◆ **STATED GOAL 1**
Answer these questions using the childcare survey report:
(a) How many respondents were surveyed in total?
(b) How many children under six were receiving non-parental care?
(c) Families in which income group were the least likely to use non-parental care?

* Start EXTRACT PROVIDED *

The statistical test strongly suggests that the likelihood of using non-parental care differs across household income groups. In practical terms, this means that income levels have a clear impact on whether families are using non-parental care for their children. Families in different income groups are not equally likely to use non-parental care.
This report outlines key findings from a survey analyzing the use of non-parental care for young children. The survey collected responses from families with children under the age of six. We examine how income levels and other factors influence the use of non-parental childcare.
1) Out of the 1,803 respondents surveyed, 1,128 respondents were currently using non-parental care. This means that 62.6% of respondents had their children in some form of non-parental care at the time of the survey. A significant proportion of families rely on non-parental care for their children, with over 60% of surveyed families reporting usage of these services.
2) The total number of children under six represented in the survey was 2,539. Among them 1,501 children were receiving non-parental care. This corresponds to 59.1% of young children receiving non-parental care. Approximately 6 in 10 young children are cared for outside of their immediate family environment, showing a widespread dependence on non-parental care among families.
3) The likelihood of using non-parental care tends to increase with higher income levels. Families with incomes above 85% of the state median were the most likely to use non-parental care, while families with incomes below 30% of the state median were the least likely to do so. The difference in childcare usage by income group highlights potential economic barriers that lower-income families may face when accessing childcare services.
4) The p-value is very small, far below the common threshold of 0.05. This indicates that the differences in non-parental care usage across income groups are statistically significant. In other words, the likelihood of using non-parental care varies substantially depending on a family’s income. Household income plays a crucial role in whether families use non-parental care. Higher-income families are more likely to use non-parental care services, and this difference is not due to random chance but reflects a real underlying relationship between income and childcare use.

* End EXTRACT PROVIDED *

◆ **STATED GOAL 2**
Return the lines of the listing exactly, from the line containing "Where can the player's" through the end of the listing.

* Start SUPPLIED MATERIAL *

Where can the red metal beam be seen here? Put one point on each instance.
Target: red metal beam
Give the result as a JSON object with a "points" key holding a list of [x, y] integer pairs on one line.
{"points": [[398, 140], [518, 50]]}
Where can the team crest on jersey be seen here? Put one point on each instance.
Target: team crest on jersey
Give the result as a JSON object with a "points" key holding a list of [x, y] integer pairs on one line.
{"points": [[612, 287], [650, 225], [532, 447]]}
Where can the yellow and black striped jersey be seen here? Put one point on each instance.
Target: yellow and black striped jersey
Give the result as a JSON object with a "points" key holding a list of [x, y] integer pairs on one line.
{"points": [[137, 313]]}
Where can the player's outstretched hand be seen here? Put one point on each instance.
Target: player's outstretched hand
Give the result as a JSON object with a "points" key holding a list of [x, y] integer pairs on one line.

* End SUPPLIED MATERIAL *

◆ **RIGHT ANSWER 1**
(a) 1,803
(b) 1,501
(c) Families with incomes below 30% of the state median

◆ **RIGHT ANSWER 2**
Where can the player's outstretched hand be seen here? Put one point on each instance.
Target: player's outstretched hand
Give the result as a JSON object with a "points" key holding a list of [x, y] integer pairs on one line.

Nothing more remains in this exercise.